* _Texto de lectura_:
Lo mismo puede decirse de Homo heidelbergensis, H. rhodesiensis, H. antecessor y H. ergaster. Las diferencias entre ellos y el
Homo sapiens arcaico son realmente insignificantes y el hecho de que se clasifiquen como especies distintas, depende más de criterios conceptuales y sistemáticos entre paleontólogos evolucionistas, que de evidencias reales. Muchas de las divergencias anatómicas que se observan en los cráneos fósiles atribuidos a dos especies distintas, son similares a las que pueden existir hoy entre dos razas humanas diferentes, como pueden ser un europeo, un pigmeo o un aborigen australiano.
No obstante, el descubrimiento más espectacular y trascendente para la paleontología no ha venido de ella sino de la ciencia de la herencia, la genética. Fue el ocurrido a principios de este siglo XXI. En la prestigiosa revista Nature, en el número de marzo del 2002, el evolucionista molecular Alan Templeton, de la Universidad de Washington en Saint Louis (Missouri), hizo público un estudio acerca de las comparaciones de ADN en los seres humanos actuales (Templeton, 2002). Se trata de una especie de técnica detectivesca que pretende reconstruir la historia evolutiva de la humanidad, determinando el grado de parecido genético entre las poblaciones humanas actuales de todo el mundo. Sus conclusiones, centradas en métodos matemáticos e informáticos muy avanzados, están revolucionando completamente la antropología. Ya no se habla de huesos fósiles, sino de genes presentes en los humanos actuales que se consideran fósiles del pasado.
Si Templeton tiene razón, y parece que sí la tiene, todas las especies fósiles conocidas, tales como Homo erectus, Homo antecessor, Homo heidelbergiensis, Homo neanderthalensis y Homo sapiens, ¡son en realidad la misma y única especie humana! Esto supone un cambio fundamental de paradigma dentro de la antropología ya que confirma que todos estos pretendidos eslabones fósiles no fueron más que variedades raciales de la única especie de seres humanos. Los genes del hombre actual indican que en el pasado hubo importantes migraciones entre los continentes africano, asiático y europeo, pero tales traslados no produjeron el reemplazo de una variedad humana por otra, sino el entrecruzamiento o la mezcla genética. Lo cual contribuyó a consolidar los lazos genéticos entre las poblaciones humanas por todo el mundo.

* _Datos extraídos_:
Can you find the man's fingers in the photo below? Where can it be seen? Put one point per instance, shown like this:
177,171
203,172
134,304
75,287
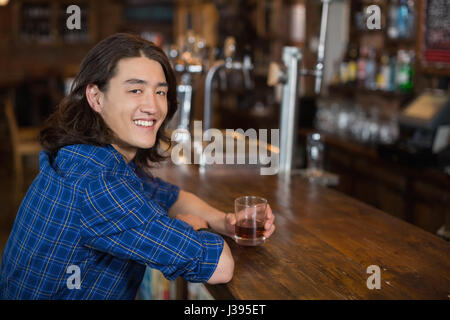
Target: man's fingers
269,232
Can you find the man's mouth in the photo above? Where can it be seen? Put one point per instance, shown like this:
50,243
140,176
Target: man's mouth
144,123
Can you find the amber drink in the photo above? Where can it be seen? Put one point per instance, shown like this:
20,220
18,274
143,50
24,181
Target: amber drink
251,216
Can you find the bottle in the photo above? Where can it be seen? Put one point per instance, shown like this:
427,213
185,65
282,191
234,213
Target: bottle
403,17
353,65
362,66
370,81
392,29
405,71
392,74
384,73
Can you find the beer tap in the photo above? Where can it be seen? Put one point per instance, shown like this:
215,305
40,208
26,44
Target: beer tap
288,75
219,66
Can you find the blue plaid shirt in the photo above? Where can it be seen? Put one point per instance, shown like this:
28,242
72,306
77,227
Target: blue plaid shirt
88,227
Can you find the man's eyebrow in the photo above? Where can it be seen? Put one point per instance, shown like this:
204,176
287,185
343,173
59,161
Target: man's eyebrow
140,81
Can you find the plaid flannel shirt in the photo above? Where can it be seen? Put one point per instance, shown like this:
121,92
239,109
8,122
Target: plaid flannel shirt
88,227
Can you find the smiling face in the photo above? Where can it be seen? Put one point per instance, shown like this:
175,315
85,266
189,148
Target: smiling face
134,104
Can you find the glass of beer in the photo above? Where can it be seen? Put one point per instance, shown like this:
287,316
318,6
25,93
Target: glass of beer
250,218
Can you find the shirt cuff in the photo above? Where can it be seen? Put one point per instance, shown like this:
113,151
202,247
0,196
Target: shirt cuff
213,246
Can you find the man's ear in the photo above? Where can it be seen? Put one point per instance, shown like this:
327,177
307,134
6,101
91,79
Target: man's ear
94,97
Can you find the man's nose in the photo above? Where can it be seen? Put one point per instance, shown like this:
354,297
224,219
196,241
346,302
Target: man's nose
150,104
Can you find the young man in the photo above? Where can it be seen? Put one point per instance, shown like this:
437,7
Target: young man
94,217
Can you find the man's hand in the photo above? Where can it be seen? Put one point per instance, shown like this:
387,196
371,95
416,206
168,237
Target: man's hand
193,220
230,222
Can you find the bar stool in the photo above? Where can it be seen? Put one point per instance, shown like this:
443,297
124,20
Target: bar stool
24,142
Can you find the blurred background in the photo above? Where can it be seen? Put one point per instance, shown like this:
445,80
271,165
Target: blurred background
382,108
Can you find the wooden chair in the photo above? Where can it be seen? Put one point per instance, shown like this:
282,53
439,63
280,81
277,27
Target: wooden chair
24,142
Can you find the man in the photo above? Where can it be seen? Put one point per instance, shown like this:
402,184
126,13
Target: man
94,217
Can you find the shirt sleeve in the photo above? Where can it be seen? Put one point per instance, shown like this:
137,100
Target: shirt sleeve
161,191
117,218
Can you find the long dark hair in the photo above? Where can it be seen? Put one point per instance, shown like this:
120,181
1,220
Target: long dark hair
75,122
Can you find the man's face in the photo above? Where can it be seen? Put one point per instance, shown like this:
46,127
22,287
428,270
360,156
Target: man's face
135,104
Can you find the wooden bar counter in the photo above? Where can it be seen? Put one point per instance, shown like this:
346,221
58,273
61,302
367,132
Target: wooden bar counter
323,244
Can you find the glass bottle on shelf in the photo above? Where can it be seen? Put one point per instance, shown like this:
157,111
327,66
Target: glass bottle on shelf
392,73
362,66
405,70
403,17
353,64
384,73
393,26
370,81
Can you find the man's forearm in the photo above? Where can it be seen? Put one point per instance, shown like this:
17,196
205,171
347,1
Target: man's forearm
190,203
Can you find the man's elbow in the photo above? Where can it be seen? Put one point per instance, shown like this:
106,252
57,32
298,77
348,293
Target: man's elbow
222,276
225,268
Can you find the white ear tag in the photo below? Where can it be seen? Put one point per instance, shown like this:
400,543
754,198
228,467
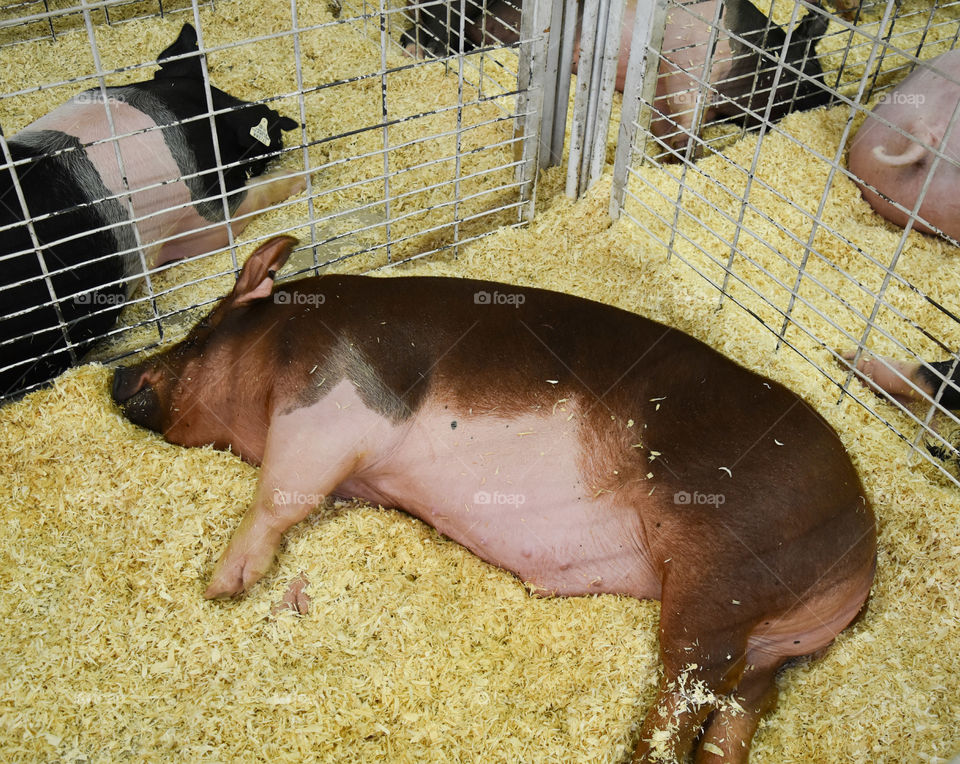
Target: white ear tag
259,132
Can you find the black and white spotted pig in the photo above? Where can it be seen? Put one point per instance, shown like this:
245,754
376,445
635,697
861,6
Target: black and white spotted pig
76,193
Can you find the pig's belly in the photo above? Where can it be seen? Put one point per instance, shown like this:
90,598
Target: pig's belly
161,202
512,490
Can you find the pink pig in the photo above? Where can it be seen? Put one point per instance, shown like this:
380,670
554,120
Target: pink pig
892,164
582,447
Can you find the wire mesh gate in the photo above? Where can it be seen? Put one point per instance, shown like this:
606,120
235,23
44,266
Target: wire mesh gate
400,156
773,219
762,205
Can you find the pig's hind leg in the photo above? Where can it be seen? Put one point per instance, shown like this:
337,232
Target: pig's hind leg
703,648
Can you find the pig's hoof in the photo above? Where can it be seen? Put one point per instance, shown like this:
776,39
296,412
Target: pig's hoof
295,598
286,186
231,579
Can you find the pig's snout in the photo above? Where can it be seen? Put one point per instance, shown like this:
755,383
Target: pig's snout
136,398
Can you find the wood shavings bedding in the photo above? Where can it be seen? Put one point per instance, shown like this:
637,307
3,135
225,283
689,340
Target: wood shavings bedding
414,650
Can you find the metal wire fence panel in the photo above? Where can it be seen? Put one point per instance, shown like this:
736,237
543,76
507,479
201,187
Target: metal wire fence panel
130,196
752,158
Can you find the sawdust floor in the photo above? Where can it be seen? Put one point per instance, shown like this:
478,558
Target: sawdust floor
414,650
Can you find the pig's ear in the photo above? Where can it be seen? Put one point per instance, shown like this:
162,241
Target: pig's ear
184,67
256,278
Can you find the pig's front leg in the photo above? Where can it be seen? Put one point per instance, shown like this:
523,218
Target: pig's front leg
288,490
261,193
899,379
264,192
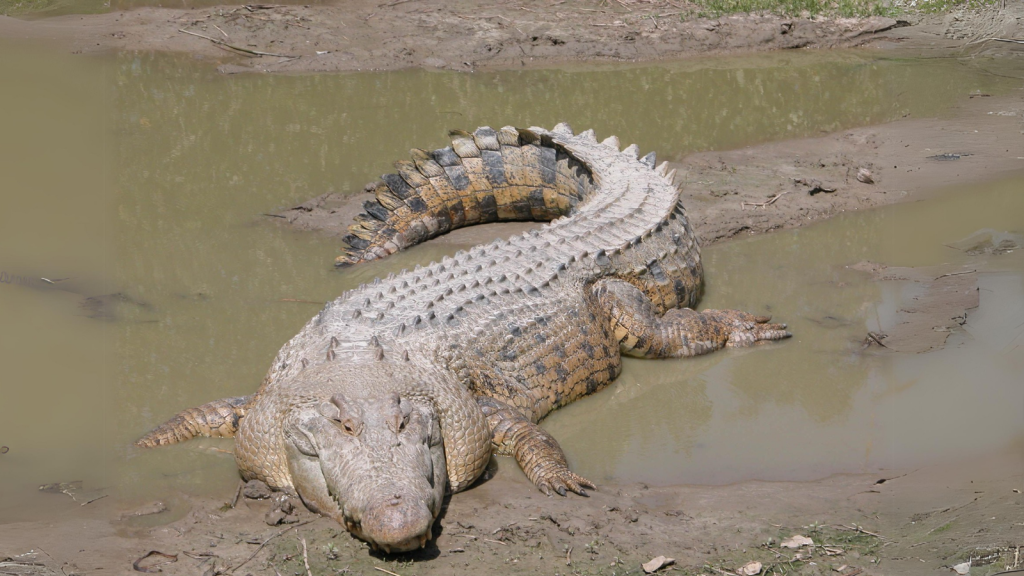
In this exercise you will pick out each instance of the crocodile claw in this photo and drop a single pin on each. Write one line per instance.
(561, 480)
(748, 328)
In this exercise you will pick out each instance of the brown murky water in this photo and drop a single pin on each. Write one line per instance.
(145, 177)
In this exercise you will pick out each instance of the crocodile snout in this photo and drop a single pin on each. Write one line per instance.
(397, 524)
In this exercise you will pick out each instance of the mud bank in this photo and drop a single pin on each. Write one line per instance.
(472, 35)
(906, 522)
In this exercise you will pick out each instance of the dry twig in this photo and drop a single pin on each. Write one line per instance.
(246, 50)
(265, 542)
(305, 558)
(763, 204)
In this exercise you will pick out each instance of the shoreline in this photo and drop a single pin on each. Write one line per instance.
(471, 35)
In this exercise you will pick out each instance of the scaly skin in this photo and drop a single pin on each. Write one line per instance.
(480, 345)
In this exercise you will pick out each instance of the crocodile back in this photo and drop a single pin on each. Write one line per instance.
(613, 214)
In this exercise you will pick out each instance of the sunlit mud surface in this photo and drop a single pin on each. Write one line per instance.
(144, 179)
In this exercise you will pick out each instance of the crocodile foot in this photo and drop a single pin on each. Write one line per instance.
(559, 478)
(747, 328)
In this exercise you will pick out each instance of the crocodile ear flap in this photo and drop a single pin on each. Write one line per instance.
(346, 414)
(396, 412)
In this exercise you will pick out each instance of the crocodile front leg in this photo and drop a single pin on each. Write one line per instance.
(680, 332)
(537, 451)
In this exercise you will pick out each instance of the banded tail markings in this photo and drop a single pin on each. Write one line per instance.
(485, 175)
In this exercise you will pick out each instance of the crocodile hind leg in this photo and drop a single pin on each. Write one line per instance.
(214, 419)
(680, 332)
(537, 451)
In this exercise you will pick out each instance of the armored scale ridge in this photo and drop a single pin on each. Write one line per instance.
(407, 385)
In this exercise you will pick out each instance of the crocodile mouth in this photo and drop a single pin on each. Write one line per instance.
(388, 539)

* _Tareas solicitadas_:
(a) Responda a las siguientes preguntas sobre el texto acerca de las especies humanas fósiles:
(i) ¿Con qué diferencias actuales se comparan las divergencias anatómicas observadas en los cráneos fósiles atribuidos a dos especies distintas?
(ii) ¿En qué revista y en qué número publicó Alan Templeton su estudio sobre las comparaciones de ADN?
(iii) Según los genes del hombre actual, ¿qué produjeron las migraciones entre los continentes africano, asiático y europeo?
(b) Prosiga el texto sobre las especies humanas fósiles a partir de su última oración.

* _Resultados por tarea_:
(a)
(i) Con las que pueden existir hoy entre dos razas humanas diferentes, como un europeo, un pigmeo o un aborigen australiano.
(ii) En la revista Nature, en el número de marzo de 2002.
(iii) No produjeron el reemplazo de una variedad humana por otra, sino el entrecruzamiento o la mezcla genética.

(b)
En otras palabras, no hay evidencia sólida de que el hombre haya evolucionado a partir de ningún simio del pasado. Todos los fósiles pertenecientes al género Homo (a excepción de H. habilis) corresponderían en realidad a seres humanos, que nada tuvieron que ver con los monos fósiles de los géneros
Australopithecus o
Paranthropus.
En algunos casos, incluso fueron contemporáneos. Por tanto, en contra de lo que habitualmente se divulga, no existe ninguna evidencia fósil convincente de que se hubiera producido una transición evolutiva entre ambos grupos fundamentales.
El primitivo árbol de la evolución humana ha quedado convertido en dos arbustos independientes sin conexiones reales entre sí. Por un lado, el de las especies de simios fósiles y por el otro, el de las variedades o razas de auténticos seres humanos.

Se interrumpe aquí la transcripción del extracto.